De acordo com o texto fornecido, que profissional deve ser contratado para medir todos os tubos de uma torre telecom?

Texto fornecido:
-------

Para tanto o correto seria tu contratar um engenheiro metalurgista, quem vive com isto, eu sou mecânico, cuido da parte estrutural, já da parte de proteção superficial e composição do aço, é o engenheiro metalúrgico, que existe, mas muitos não conhecem, ou não sabem e, do engenheiro de materiais, mais popular.

Quando voce fabrica algo, tem que ter dominio do que tu tá fabricando, do contrário na queda de uma torre, isto será apurado, se tu comprou perfil de aço 1040, 1050, 1030, 1010, a culpa não será do engenheiro mecânico será sua, por que tu não sabia e não consultou um engenheiro de materiais ou um metalúrgico.

A casca de laranja, é a bolha que forma na superficie do metal, ai se aperta com a mão, e surge abaixo da pele o conteúdo interno de lâminas de oxido de ferrugem, já em tubos meu Deus, é o veneno, como tu vai ver dentro de tubos?

Dentro de tubos, com os gases de solda, e espessura fina, já era, um abraço, no passar dos anos, tem tubo que se mantém bem por fora e por dentro, como saber?

Contrate um profissional que usa do ultrassom, ele vai medir todos os tubos de uma torre telecom, tu vai gastar uma nota preta, por que tu vendeu ou comprou uma torre de tubos, sem saber como estava por dentro, geralmente por dentro já tava com corrosão, por que muitas vezes tubos ficam jogados no chão de quem fabrica e, não tem a curiosidade ou, paciência em tentar olhar por dentro, ai como olhar por dentro num tubo?

-------

Amostra de dados:
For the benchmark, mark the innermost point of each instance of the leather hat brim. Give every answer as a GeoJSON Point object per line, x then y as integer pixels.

-------

Resposta da tarefa: Um profissional que usa ultrassom.